> [CHALLENGE]:
Locate "For every instance of the woman, the" in the listing below, then output the line holding it and every line after it, exactly and with nothing else.

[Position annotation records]

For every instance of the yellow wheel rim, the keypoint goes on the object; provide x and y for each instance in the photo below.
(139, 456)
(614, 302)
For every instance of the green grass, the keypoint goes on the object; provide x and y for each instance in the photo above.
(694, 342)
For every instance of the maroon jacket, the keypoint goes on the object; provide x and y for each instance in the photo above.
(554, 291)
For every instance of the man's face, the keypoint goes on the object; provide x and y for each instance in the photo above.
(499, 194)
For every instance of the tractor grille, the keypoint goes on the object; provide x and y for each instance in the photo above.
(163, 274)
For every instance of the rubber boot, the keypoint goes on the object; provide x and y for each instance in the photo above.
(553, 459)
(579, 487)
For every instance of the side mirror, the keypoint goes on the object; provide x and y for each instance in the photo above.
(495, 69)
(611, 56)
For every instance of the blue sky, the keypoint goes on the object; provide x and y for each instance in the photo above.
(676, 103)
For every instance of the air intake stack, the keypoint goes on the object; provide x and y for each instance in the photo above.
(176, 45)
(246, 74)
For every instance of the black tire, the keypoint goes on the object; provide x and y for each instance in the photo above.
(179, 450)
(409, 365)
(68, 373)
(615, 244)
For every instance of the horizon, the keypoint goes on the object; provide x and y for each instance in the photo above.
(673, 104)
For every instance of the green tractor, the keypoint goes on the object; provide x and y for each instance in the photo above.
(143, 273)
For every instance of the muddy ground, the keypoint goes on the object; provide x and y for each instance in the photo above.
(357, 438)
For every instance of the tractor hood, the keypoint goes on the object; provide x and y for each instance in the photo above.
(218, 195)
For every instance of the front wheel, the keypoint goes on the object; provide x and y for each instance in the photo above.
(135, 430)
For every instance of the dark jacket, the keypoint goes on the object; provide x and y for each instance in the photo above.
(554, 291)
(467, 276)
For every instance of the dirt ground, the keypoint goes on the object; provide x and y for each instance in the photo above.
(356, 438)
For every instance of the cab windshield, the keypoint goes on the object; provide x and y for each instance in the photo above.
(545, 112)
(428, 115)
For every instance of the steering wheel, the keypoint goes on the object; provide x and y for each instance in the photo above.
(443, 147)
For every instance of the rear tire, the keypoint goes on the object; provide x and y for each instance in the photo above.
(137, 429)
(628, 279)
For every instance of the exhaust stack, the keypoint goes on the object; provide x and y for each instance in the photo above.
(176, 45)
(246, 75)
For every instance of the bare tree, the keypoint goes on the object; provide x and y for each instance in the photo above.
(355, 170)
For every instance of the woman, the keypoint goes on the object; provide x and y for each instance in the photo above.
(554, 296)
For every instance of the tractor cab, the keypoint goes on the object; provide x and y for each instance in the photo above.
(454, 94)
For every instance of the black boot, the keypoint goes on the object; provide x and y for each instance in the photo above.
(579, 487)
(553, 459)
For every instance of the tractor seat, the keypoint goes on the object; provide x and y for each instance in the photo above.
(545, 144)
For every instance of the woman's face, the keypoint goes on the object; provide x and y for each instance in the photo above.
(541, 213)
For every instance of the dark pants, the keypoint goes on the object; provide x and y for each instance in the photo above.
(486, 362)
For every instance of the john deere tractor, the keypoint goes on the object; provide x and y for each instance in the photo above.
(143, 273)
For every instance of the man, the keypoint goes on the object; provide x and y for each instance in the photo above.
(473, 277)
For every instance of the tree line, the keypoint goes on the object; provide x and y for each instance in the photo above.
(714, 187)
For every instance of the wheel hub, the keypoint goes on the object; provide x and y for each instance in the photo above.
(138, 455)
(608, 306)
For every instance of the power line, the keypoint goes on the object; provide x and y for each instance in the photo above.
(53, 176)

> [EXERCISE RESPONSE]:
For every instance of the woman, the keypoint goes on the object; provide x and y for each instance in the photo above.
(554, 296)
For every instance of the tractor cab, the keypoint goes on the object; provide x and y for each instance in the photo above.
(454, 94)
For every instance of the black boot, the keypoint goes on the object; provide x and y for each instance in the photo above.
(579, 487)
(553, 459)
For every instance of the tractor seat, the keypoint goes on the object; provide x and y for each instance in the photo above.
(545, 144)
For every instance of the woman's face, the keypoint goes on the object; provide x and y for each instance in the photo above.
(541, 213)
For every instance of the dark pants, the keypoint goes on the object; provide x and y for each instance in the photo above.
(486, 362)
For every instance of the john deere tractor, the keypoint goes on the object; provide x and y for each instance in the photo above.
(143, 273)
For every instance of the man, the keypoint goes on the object; provide x and y for each instance in the photo above.
(473, 277)
For every instance of the tree line, the keypoint goes on the object; provide x and y for each instance in the photo above.
(714, 187)
For every instance of the wheel hub, the keypoint goes on the object; provide x and y for each instance in the photo above.
(138, 455)
(608, 306)
For every instance of the power line, the keypoint goes on the object; provide x and y for each instance in the photo above.
(53, 176)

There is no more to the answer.